▶ [THE REQUEST]:
Please edit the records below, swapping each "verify" for "confirm" and changing nothing else.
>> start TASK MATERIAL
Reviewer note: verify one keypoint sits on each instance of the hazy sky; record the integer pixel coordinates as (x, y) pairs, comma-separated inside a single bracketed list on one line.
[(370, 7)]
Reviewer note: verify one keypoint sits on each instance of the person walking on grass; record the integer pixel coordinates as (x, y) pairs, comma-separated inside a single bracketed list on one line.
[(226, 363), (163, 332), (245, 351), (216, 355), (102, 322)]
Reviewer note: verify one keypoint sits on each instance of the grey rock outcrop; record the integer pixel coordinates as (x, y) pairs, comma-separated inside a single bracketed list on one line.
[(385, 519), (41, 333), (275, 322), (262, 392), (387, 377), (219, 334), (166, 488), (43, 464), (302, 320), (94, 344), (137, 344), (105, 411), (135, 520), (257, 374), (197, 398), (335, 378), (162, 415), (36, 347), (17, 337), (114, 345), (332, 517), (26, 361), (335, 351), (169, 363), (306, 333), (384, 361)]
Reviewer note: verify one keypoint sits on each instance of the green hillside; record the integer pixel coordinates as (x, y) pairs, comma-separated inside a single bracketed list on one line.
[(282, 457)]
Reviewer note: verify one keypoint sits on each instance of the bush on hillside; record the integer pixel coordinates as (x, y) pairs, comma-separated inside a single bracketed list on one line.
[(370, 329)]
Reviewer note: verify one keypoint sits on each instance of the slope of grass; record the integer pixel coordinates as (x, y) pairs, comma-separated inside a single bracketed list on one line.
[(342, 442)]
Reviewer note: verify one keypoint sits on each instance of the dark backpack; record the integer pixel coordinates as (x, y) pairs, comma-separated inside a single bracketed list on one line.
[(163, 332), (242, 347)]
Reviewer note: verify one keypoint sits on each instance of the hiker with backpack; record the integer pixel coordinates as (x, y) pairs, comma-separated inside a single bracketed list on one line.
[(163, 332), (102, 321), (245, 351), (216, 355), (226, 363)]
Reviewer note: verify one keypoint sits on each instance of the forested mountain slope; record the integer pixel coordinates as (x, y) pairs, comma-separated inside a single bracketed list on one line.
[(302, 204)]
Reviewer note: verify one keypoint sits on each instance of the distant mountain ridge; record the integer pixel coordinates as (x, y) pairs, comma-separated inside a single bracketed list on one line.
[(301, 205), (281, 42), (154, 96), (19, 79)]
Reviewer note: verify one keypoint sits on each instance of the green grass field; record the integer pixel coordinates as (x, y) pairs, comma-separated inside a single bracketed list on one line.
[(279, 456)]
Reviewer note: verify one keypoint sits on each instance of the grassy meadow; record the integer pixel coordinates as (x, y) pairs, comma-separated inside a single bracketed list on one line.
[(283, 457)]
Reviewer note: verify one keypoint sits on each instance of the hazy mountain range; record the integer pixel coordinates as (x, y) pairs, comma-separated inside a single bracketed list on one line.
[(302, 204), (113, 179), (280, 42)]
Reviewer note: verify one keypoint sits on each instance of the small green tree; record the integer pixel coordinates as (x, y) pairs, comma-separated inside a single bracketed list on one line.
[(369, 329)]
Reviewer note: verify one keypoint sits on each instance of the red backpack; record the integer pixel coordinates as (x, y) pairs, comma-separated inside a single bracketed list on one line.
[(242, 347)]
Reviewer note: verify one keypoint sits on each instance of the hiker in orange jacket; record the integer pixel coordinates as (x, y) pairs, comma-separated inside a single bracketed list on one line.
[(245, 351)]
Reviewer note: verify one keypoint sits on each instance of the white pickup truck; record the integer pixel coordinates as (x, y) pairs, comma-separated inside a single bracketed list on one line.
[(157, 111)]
>> end TASK MATERIAL
▶ [ANSWER FOR THE TASK]:
Reviewer note: confirm one keypoint sits on each instance of the hazy sky; record the integer pixel coordinates as (x, y) pairs, comma-separated inside a single bracketed list on one line.
[(370, 7)]
Reviewer note: confirm one keypoint sits on each instance of the person walking on grass; record the integer pixel coordinates as (x, y) pairs, comma-separated inside a single bracketed list on one line.
[(226, 363), (163, 332), (245, 351), (216, 355), (102, 322)]
Reviewer note: confirm one keypoint sits on each instance of the grey rock outcrop; record the integer pixel coordinates as (x, y) pairs, comma-separated inside a single bracketed list on one line.
[(385, 519), (41, 333), (275, 322), (262, 392), (387, 377), (219, 334), (166, 488), (43, 464), (302, 320), (94, 344), (137, 344), (105, 411), (135, 520), (257, 374), (197, 398), (335, 378), (162, 415), (36, 347), (17, 337), (114, 345), (332, 517), (26, 361), (335, 351), (169, 363), (306, 333), (384, 361)]
Reviewer note: confirm one keypoint sits on each instance of the green hillside; record the integer pixel coordinates as (x, y) pairs, comma-separated inside a single bracketed list on one line.
[(282, 457)]
Reviewer note: confirm one keypoint sits on each instance of the bush on hillside; record the integer pixel coordinates as (x, y) pairs, comma-separated inside a single bracketed list on one line.
[(370, 329)]
Reviewer note: confirm one keypoint sits on each instance of the slope of grass; record the integer pixel coordinates as (x, y) pairs, comma-separated inside a single bracketed list on one line.
[(342, 442)]
Reviewer note: confirm one keypoint sits on each instance of the dark backpack; record the integer pixel coordinates as (x, y) pairs, comma-separated inside a single bracketed list on one line.
[(163, 332), (242, 347)]
Reviewer note: confirm one keypoint sits on each instance of the hiker with backpack; record the integer pixel coordinates as (x, y) pairs, comma-separated inside a single bracketed list on one line.
[(163, 332), (102, 321), (245, 351), (216, 355), (226, 363)]
Reviewer note: confirm one keypoint sits on each instance of the forested mountain slope; record the integer pixel coordinates as (x, y) pairs, comma-separated inside a single bracketed list on one line.
[(302, 204)]
Reviewer note: confirm one keypoint sits on each instance of the distant mountain ridge; record the integer pixel coordinates as (x, y) pairs, comma-separated inside a single bracketed list on one line.
[(301, 205), (281, 42), (154, 96), (19, 79)]
Reviewer note: confirm one keypoint sits on each instance of the green grass field; record the integer pixel coordinates as (x, y) pairs, comma-separated inside a single bracketed list on one line.
[(279, 456)]
Reviewer note: confirm one keypoint sits on each instance of the grassy meadow; record the integer pixel coordinates as (x, y) pairs, comma-separated inside a single bracketed list on one line.
[(283, 457)]
Reviewer note: confirm one keypoint sits on each instance of the hazy mountain range; record the integer pixel coordinates as (x, y) pairs, comma-separated inside a single bracketed list on one line.
[(302, 204), (113, 179), (280, 42)]
Reviewer note: confirm one keypoint sits on each instance of the small green tree; record the integer pixel coordinates as (x, y) pairs, comma-separated inside a single bracketed list on one line.
[(369, 329)]
Reviewer note: confirm one keypoint sits on each instance of the red backpack; record the integer pixel coordinates as (x, y) pairs, comma-separated inside a single bracketed list on one line.
[(242, 347)]
Reviewer note: confirm one keypoint sits on each instance of the hiker in orange jacket; record the integer pixel coordinates as (x, y) pairs, comma-separated inside a single bracketed list on one line.
[(245, 351)]
Reviewer note: confirm one keypoint sits on each instance of the white pickup truck; record the integer pixel coordinates as (x, y) pairs, comma-separated inside a single bracketed list on one line.
[(157, 111)]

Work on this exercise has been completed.